## [REQUIRED TASK]
Are you able to quote each entry exactly as written?
*** TASK INPUTS
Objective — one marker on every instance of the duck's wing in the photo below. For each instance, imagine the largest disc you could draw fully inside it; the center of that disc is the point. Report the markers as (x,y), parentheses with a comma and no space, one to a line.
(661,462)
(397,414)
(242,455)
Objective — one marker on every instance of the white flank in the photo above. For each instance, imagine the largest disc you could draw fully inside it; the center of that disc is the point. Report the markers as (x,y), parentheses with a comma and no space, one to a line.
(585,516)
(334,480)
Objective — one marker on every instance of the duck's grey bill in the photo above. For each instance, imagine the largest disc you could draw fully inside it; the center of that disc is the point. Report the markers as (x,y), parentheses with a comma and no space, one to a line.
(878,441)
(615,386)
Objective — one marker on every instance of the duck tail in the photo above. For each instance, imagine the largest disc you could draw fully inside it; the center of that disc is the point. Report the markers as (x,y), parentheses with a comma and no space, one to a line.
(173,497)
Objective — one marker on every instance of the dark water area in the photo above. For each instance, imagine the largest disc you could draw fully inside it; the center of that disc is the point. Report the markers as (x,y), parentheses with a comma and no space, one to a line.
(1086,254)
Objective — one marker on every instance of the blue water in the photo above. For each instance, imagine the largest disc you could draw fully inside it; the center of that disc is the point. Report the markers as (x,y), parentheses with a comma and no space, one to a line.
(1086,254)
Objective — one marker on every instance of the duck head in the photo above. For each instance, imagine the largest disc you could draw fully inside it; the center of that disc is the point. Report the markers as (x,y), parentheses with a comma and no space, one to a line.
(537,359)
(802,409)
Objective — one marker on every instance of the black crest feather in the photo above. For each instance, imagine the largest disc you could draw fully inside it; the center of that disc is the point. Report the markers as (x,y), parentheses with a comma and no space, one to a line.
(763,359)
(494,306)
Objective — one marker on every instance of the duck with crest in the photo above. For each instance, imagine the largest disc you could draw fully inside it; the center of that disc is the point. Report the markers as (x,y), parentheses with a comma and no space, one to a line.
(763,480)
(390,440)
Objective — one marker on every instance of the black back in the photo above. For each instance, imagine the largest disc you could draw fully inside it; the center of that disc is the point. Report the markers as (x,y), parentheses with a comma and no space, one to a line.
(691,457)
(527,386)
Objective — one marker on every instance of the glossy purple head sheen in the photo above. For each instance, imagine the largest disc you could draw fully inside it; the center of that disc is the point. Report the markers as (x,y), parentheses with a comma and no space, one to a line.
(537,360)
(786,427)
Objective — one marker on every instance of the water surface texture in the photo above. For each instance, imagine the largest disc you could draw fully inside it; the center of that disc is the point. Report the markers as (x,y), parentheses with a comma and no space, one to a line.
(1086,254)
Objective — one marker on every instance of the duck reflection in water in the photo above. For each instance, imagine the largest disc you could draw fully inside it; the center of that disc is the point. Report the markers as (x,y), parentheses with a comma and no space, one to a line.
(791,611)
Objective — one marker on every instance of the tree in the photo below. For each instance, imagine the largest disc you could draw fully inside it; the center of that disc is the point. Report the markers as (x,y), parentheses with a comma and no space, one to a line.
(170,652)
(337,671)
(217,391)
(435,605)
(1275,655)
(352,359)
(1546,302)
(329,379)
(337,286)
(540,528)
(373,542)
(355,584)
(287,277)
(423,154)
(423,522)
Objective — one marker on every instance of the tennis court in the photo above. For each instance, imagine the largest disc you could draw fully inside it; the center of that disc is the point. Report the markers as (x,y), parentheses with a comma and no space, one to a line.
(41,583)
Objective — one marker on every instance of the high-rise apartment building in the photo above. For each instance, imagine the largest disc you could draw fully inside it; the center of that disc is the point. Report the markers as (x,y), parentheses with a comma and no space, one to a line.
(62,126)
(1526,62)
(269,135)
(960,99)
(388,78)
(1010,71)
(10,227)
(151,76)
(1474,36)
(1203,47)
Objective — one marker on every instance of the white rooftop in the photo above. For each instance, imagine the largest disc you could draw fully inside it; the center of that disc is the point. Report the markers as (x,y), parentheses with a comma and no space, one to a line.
******
## [THE OUTPUT]
Objective — one marker on every instance of the duck's wing in the photo below. For each instance, imagine the largest disc you could draw fully inside it; the center of that disc is the point. Report the markers as (x,y), parentheses with a comma and no space, one to a line.
(661,462)
(397,414)
(242,455)
Objective — one marker on every instance of the white flank in the photo above. For each instance, imagine the largest disc you could draw fully inside it; the center of that disc is the point. Report the markers as (x,y), parentheses with a comma and no space, one to a line.
(585,516)
(334,480)
Objective — one marker on every instance of the duck's grey bill in the photo above. For each instance, imagine the largest disc you could draw fully inside it; the center of that disc is the point. Report the markers as (x,y), parentheses with a comma and no space, one to a line.
(878,441)
(615,386)
Objective — one marker on every instance of the duck tail in the photo above. For each instance, imagine the largest disc you could draw fully inside it; the center of that disc is the point. Report the markers as (x,y), parentheses with a comma and no space, one to a line.
(173,497)
Objective — one marker on every instance of the dark water area in the photo above. For each instance, imagine the largest disc you could draw fully inside it; the center of that disc is the point. Report the markers as (x,y), parentheses with a comma and no space, one to a line.
(1086,254)
Objective — one marker on every instance of the blue water in the photo above. For each instance, imagine the largest disc you could draw fully inside it; the center of that disc is the point. Report the markers as (x,y), parentheses with a comma and no space, one to a line.
(1086,254)
Objective — one marker on every instance of the duck head in the photo above. For each instance, imagine the largest disc you could draw fully inside it; the center of that disc is the point. Report the markers as (x,y), parentheses with a comma and no space, one to a line.
(537,359)
(802,409)
Objective — one marker on every instance of the black crest feather in the photo above. For each instance, imagine the largest disc you could draw fully inside it; the center of that disc is the point. Report the markers as (x,y), parentheses with a comma and no space, one to a line.
(763,359)
(494,306)
Objective — one marker on every instance of the duck with crest in the photo above. For each instance, imagine the largest disc you could draw fully inside it; the center of that disc is the point. Report the markers as (x,y), parentheses with a comma and no space, one to a line.
(763,480)
(390,440)
Objective — one marker on every instance of the black back in the photo above. For each instance, imagine the largest disc you could draw fully inside it; the center of that disc is the point. Report the markers as (x,y), parentheses with a comma and no space, one to a line.
(691,457)
(527,386)
Objective — one marker on every instance of the glossy purple head sheen in the photo above. For each instance, imagine the largest disc you could draw fully inside it; the center of that disc is the point. Report the markers as (x,y), parentheses with a comma and no space, one to a line.
(537,360)
(786,427)
Objective — one marker on every instance of the water surface texture in the photo above. For each instance, imagine the largest disc you could draw fully inside it; the center of that disc is the point. Report the markers as (x,y), parentheses with a comma and no space, one to a line.
(1086,254)
Objective — one marker on every instance of the duck reflection in water in the photo above. For each instance, imagine the largest disc you could draw fully inside it; the center of that disc is the point. Report the markers as (x,y), parentheses with a comma and no space, one to a line.
(791,611)
Objective — one marker on every instance of the tree in the photo below. For each instance, imagine the largest disc you could draw fully inside it; the center of that disc is the point. Report the markers as (x,y), parentheses with a comma and no space, one to a line.
(170,652)
(337,671)
(217,391)
(435,605)
(1275,655)
(352,359)
(1546,302)
(329,379)
(337,286)
(540,528)
(373,542)
(355,584)
(287,277)
(423,154)
(423,522)
Objective — one marker on every instance of the tennis court in the photo above. For each instance, imagine the largest disc you could draw fully inside it; the center of that disc is the point. Report the markers as (x,y), parentheses with a comma and no space, one to a line.
(41,583)
Objective — one marker on every instance of the high-rise apartment building in the photo above. For each instance, imagine the largest disc you could draw fully inside it; the center of that disc is the point. Report the markers as (x,y), parentheses with a comma and no space, one to a line.
(62,126)
(1526,62)
(269,135)
(960,99)
(388,78)
(1010,71)
(10,227)
(151,76)
(1474,36)
(1203,47)
Objective — one marker on every instance of the white rooftop in the photo above. For each instance, imagine the largest disc you could draw fully inside it; the center of that disc is the point. Report the markers as (x,y), parentheses with a comma and no space, one to a line.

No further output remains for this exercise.